Data lines
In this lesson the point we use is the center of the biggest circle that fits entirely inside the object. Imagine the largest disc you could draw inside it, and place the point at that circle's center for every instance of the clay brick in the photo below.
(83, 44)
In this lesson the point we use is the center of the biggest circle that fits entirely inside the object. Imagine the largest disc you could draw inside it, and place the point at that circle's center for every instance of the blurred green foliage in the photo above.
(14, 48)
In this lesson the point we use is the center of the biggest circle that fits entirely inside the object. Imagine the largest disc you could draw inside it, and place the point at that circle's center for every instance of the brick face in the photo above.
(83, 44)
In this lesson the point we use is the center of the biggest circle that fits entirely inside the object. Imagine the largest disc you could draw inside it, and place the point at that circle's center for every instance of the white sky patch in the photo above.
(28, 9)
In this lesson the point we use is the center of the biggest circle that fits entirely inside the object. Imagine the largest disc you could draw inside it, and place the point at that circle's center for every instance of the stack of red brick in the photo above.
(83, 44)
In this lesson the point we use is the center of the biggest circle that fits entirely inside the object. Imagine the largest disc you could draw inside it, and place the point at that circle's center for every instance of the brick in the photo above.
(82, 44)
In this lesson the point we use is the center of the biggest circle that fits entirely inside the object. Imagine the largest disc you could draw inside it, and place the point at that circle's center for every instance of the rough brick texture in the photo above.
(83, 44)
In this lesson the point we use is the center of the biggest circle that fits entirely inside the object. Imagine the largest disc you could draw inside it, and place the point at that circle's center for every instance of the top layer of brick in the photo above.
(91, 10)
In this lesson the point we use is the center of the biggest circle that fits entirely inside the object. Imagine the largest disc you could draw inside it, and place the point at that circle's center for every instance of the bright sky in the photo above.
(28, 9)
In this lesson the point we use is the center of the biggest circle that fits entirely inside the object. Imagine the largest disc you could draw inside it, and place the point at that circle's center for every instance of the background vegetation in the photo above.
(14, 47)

Work to do
Using the data above, output each line exactly.

Final answer
In this lesson the point we use is the center of the biggest circle that fits entirely inside the object. Imagine the largest disc you could draw inside it, and place the point at that circle's center for every instance of the clay brick in the photo below.
(83, 44)
In this lesson the point we use is the center of the biggest circle that fits entirely inside the object. Imagine the largest disc you could draw inside it, and place the point at that circle's center for every instance of the blurred green foliage in the photo above.
(14, 48)
In this lesson the point we use is the center of the biggest circle that fits entirely inside the object. Imagine the largest disc you could draw inside it, and place the point at that circle's center for every instance of the brick face in the photo above.
(83, 44)
In this lesson the point we use is the center of the biggest circle that fits entirely inside the object. Imagine the largest disc you could draw inside it, and place the point at that circle's center for every instance of the white sky patch in the photo above.
(28, 9)
In this lesson the point we use is the center of the biggest circle that fits entirely inside the object. Imagine the largest disc you could draw inside it, and place the point at that circle's center for every instance of the stack of red brick in the photo above.
(83, 44)
In this lesson the point we use is the center of the biggest circle that fits entirely inside the object. Imagine the largest disc you could draw inside it, and place the point at that circle's center for every instance of the brick in the photo above.
(82, 44)
In this lesson the point we use is the center of the biggest circle that fits entirely inside the object. Imagine the largest disc you could draw inside it, and place the point at that circle's center for every instance of the rough brick texture in the photo above.
(83, 44)
In this lesson the point we use is the center of the biggest circle that fits entirely inside the object. Imagine the largest disc you could draw inside it, and place the point at that circle's center for every instance of the top layer of brick in the photo above.
(91, 10)
In this lesson the point we use is the center of the biggest circle that fits entirely inside the object. Imagine the largest disc you could draw inside it, and place the point at that circle's center for every instance of the bright sky in the photo above.
(28, 9)
In this lesson the point we use is the center of the biggest circle that fits entirely inside the object. Imagine the largest disc you could draw inside it, and place the point at that circle's center for every instance of the background vegetation in the photo above.
(14, 47)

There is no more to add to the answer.